**Compito A**: Stampa dal brano sull'europeismo il passo da "Bisogna però chiarirsi, senza" a "e di pessimo.".
**Compito B**: Nel brano sull'europeismo, a che cosa viene paragonato l'europeismo?
**Compito C**: Scrivi il seguito del brano sull'europeismo, partendo dopo la sua ultima frase.

== Testo fornito ==

L’Italia e gli italiani, sia quelli stanziali sia quelli della nuova diaspora dei cervelli, non hanno alcuna alternativa plausibile ad un forte europeismo.
Bisogna però chiarirsi, senza false retoriche, su quale contenuto debba auspicarsi si riempia questo europeismo. L’europeismo, infatti, è come il debito: ce n’è di buono e di pessimo.
La vicenda della campagna vaccinale, i tentennamenti di Merkel, la litigiosità e il gretto egoismo di molti stati membri, la mancanza di una strategia geo-politica che non abbia le stigmate del puro mercantilismo, l’arretratezza anche dei campioni europei nei settori cruciali dello sviluppo (nano tecnologie; informatica; social-media; controllo dei big data; intelligenza artificiale), l’incapacità di creare un nuovo equilibrio di welfare stanno dimostrando, mi pare, che l’Europeismo delle bandiere blu stellate che garriscono stagliandosi su avveniristici (solo per la nostra sensibilità architettonica, un po’ retrò) grattacieli vitrei è un Europeismo incapace di pensare il futuro; soprattutto, un futuro di crescita solidale.

===
== Materiale fornito ==

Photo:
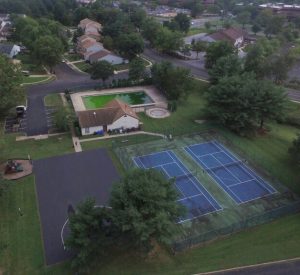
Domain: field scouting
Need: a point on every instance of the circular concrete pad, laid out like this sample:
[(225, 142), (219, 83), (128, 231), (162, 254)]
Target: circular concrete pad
[(157, 113)]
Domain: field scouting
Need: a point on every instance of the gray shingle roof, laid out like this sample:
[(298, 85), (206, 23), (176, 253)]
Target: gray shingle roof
[(6, 48)]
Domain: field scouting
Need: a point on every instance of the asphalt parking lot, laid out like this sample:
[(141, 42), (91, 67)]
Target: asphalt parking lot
[(64, 181)]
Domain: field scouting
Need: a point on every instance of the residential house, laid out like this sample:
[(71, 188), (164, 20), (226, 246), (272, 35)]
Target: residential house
[(116, 115), (107, 56), (86, 23), (10, 50), (233, 35), (82, 42), (90, 48)]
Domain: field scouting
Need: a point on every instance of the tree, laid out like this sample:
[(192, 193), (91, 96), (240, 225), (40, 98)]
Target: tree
[(48, 50), (174, 82), (207, 25), (138, 17), (258, 57), (10, 91), (198, 46), (294, 150), (144, 206), (243, 103), (244, 18), (136, 69), (271, 102), (256, 28), (129, 45), (183, 22), (91, 232), (215, 51), (150, 28), (102, 69), (167, 40), (226, 66)]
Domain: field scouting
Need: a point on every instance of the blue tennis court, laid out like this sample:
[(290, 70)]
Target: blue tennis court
[(192, 194), (233, 175)]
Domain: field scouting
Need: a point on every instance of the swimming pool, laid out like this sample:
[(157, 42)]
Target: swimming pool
[(131, 98)]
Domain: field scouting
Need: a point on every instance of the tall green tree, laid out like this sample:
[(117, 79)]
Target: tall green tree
[(183, 22), (48, 51), (137, 69), (244, 18), (215, 51), (168, 41), (91, 233), (102, 69), (174, 82), (294, 150), (144, 206), (11, 94), (129, 45), (243, 103), (225, 66)]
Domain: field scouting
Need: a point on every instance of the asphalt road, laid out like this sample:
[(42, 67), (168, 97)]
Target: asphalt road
[(196, 66), (291, 267), (293, 95), (66, 79)]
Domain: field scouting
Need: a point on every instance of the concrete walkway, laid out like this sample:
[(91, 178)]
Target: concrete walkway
[(75, 140), (123, 135)]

===

**Risultato A**:
Bisogna però chiarirsi, senza false retoriche, su quale contenuto debba auspicarsi si riempia questo europeismo. L’europeismo, infatti, è come il debito: ce n’è di buono e di pessimo.

**Risultato B**: Al debito: ce n'è di buono e di pessimo.

**Risultato C**:
L’equilibrio sul quale è fondata la sua complessa architettura istituzionale è troppo delicato, troppo bisognoso della rarefazione e della sublimazione dei conflitti, tra regioni, tra interessi, tra culture, tra generazioni, per reggere alle crisi.
D’altra parte, la sua è una burocrazia di deracinés, senza radici, che inevitabilmente, dunque, sconta un eccesso di autoreferenzialità e di rigidità, che rende ardua ogni reazione adeguata alle emergenze, ogni capacità di adattamento ai cambiamenti.
Le strutture che non sanno affrontare le crisi, né reagire alle emergenze possono sopravvivere; possono, addirittura, consentire alle loro élites di prosperare. Non possono però giammai essere strumenti e luoghi di crescita.
Le parole d’ordine che lanciano, anche quelle più entusiasmanti, dalla green economy alla risilienza (che, in realtà, più che parola di speranza, come negli auspici di chi la usa, sta diventando ormai mezzo per la constatazione, attraverso però l’occultamento linguistico, del pessimo stato delle cose), finiscono per essere capi d’intestazione di nuovi protocolli, fini a sé stessi.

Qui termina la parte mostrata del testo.